Count the lines in the material below that contain the string "wheel", treating uppercase and lowercase letters as different. Reply with that number alone.

━━ Dataset ━━

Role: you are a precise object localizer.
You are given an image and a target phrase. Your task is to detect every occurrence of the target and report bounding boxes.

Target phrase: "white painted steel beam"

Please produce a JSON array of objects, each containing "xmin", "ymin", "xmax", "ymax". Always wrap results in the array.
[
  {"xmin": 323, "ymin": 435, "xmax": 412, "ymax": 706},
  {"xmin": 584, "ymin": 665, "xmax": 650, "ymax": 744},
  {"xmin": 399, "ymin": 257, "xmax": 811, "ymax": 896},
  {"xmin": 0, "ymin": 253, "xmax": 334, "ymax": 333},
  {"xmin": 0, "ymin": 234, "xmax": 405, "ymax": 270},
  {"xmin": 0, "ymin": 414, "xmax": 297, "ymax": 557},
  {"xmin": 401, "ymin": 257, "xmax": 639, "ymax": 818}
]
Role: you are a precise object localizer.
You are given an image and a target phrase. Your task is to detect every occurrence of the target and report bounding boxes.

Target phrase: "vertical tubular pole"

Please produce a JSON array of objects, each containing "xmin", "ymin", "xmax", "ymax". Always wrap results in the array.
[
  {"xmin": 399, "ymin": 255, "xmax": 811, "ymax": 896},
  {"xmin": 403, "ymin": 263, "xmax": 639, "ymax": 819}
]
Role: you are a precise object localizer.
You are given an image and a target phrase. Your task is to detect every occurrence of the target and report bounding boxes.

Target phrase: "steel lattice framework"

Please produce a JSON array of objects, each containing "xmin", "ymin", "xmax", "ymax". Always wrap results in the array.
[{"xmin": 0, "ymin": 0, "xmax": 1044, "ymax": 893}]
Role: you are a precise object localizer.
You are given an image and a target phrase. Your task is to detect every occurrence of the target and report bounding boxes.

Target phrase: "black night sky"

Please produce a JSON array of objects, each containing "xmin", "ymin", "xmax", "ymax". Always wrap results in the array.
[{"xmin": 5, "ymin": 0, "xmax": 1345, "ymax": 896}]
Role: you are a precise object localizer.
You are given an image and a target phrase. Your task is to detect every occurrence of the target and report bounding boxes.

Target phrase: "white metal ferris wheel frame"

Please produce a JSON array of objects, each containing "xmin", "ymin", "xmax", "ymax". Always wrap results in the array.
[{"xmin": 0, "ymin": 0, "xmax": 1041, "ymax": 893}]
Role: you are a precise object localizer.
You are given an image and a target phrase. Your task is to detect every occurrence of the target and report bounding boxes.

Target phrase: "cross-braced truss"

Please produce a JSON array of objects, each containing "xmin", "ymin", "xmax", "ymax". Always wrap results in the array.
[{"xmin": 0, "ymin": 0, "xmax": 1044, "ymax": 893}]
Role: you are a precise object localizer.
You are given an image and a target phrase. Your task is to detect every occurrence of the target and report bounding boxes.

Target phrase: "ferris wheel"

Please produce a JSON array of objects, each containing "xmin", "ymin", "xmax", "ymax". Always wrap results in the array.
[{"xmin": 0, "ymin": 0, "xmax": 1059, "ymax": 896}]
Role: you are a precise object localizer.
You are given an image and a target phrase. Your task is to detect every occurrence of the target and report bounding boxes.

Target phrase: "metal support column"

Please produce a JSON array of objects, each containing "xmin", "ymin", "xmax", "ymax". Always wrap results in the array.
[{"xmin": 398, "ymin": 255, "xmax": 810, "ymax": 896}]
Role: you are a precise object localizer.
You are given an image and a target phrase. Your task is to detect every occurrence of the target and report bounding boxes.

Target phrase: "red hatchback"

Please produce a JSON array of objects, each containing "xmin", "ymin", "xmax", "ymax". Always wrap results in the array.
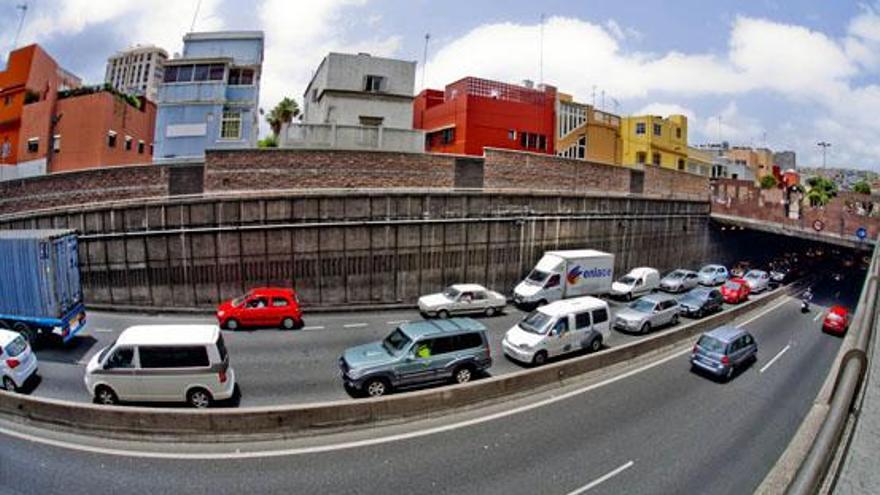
[
  {"xmin": 721, "ymin": 278, "xmax": 752, "ymax": 304},
  {"xmin": 822, "ymin": 306, "xmax": 849, "ymax": 335},
  {"xmin": 217, "ymin": 288, "xmax": 303, "ymax": 330}
]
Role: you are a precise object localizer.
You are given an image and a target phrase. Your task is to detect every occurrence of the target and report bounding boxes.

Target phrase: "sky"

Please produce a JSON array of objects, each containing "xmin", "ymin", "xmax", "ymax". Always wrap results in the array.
[{"xmin": 0, "ymin": 0, "xmax": 880, "ymax": 171}]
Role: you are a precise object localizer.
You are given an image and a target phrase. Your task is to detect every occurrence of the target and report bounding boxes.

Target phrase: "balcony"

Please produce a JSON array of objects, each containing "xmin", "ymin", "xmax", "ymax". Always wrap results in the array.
[{"xmin": 278, "ymin": 124, "xmax": 425, "ymax": 153}]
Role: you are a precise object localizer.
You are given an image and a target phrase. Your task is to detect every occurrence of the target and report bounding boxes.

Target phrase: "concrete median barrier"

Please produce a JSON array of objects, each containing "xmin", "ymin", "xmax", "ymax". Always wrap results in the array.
[{"xmin": 0, "ymin": 287, "xmax": 794, "ymax": 442}]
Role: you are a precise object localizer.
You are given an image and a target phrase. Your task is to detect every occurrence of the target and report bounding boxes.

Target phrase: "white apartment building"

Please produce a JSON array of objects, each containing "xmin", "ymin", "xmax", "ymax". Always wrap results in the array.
[{"xmin": 104, "ymin": 45, "xmax": 168, "ymax": 101}]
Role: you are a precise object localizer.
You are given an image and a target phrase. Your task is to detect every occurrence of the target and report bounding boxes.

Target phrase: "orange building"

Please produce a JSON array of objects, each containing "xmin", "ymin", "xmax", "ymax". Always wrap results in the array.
[{"xmin": 0, "ymin": 45, "xmax": 156, "ymax": 179}]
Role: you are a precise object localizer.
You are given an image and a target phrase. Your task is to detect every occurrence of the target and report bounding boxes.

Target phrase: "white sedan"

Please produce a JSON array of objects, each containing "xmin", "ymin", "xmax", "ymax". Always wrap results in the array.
[
  {"xmin": 419, "ymin": 284, "xmax": 507, "ymax": 318},
  {"xmin": 743, "ymin": 270, "xmax": 770, "ymax": 292}
]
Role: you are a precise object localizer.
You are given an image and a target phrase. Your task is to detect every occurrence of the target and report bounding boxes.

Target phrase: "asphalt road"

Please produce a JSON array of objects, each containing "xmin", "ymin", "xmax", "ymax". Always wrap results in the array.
[
  {"xmin": 0, "ymin": 278, "xmax": 852, "ymax": 495},
  {"xmin": 30, "ymin": 286, "xmax": 792, "ymax": 406}
]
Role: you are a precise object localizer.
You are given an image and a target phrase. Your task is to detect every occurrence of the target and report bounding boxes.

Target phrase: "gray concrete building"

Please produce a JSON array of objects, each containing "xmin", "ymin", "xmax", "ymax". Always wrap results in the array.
[
  {"xmin": 279, "ymin": 53, "xmax": 424, "ymax": 152},
  {"xmin": 104, "ymin": 45, "xmax": 168, "ymax": 101}
]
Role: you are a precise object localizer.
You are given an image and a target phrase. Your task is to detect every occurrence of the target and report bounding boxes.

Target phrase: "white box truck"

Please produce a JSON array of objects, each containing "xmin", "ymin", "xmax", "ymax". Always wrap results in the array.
[{"xmin": 513, "ymin": 249, "xmax": 614, "ymax": 306}]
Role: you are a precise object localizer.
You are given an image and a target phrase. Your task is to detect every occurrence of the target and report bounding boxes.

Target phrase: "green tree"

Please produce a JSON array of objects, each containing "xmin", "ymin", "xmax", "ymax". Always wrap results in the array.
[
  {"xmin": 266, "ymin": 96, "xmax": 299, "ymax": 137},
  {"xmin": 761, "ymin": 174, "xmax": 779, "ymax": 189}
]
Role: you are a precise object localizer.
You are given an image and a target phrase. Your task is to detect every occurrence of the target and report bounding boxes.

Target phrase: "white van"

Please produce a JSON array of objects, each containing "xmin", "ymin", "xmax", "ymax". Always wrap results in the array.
[
  {"xmin": 85, "ymin": 325, "xmax": 235, "ymax": 408},
  {"xmin": 611, "ymin": 266, "xmax": 660, "ymax": 301},
  {"xmin": 502, "ymin": 296, "xmax": 611, "ymax": 365}
]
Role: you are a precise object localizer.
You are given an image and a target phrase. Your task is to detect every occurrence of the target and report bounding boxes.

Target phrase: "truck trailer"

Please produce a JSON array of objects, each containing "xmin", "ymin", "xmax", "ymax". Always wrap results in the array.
[
  {"xmin": 0, "ymin": 230, "xmax": 86, "ymax": 344},
  {"xmin": 513, "ymin": 249, "xmax": 614, "ymax": 306}
]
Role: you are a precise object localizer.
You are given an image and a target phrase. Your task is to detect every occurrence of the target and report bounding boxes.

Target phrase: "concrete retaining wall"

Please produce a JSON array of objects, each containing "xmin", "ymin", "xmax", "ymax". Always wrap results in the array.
[{"xmin": 0, "ymin": 289, "xmax": 790, "ymax": 442}]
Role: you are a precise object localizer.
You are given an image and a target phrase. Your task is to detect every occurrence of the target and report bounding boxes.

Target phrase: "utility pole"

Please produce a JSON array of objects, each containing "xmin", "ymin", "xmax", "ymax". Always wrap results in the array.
[
  {"xmin": 422, "ymin": 33, "xmax": 431, "ymax": 90},
  {"xmin": 816, "ymin": 141, "xmax": 831, "ymax": 168},
  {"xmin": 12, "ymin": 2, "xmax": 27, "ymax": 50}
]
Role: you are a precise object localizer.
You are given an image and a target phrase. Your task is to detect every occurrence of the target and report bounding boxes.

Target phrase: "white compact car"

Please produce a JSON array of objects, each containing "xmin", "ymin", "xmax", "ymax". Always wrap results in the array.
[
  {"xmin": 743, "ymin": 270, "xmax": 770, "ymax": 292},
  {"xmin": 501, "ymin": 296, "xmax": 611, "ymax": 365},
  {"xmin": 0, "ymin": 330, "xmax": 37, "ymax": 392},
  {"xmin": 85, "ymin": 325, "xmax": 235, "ymax": 408},
  {"xmin": 419, "ymin": 284, "xmax": 507, "ymax": 318}
]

━━━

Exercise output:
2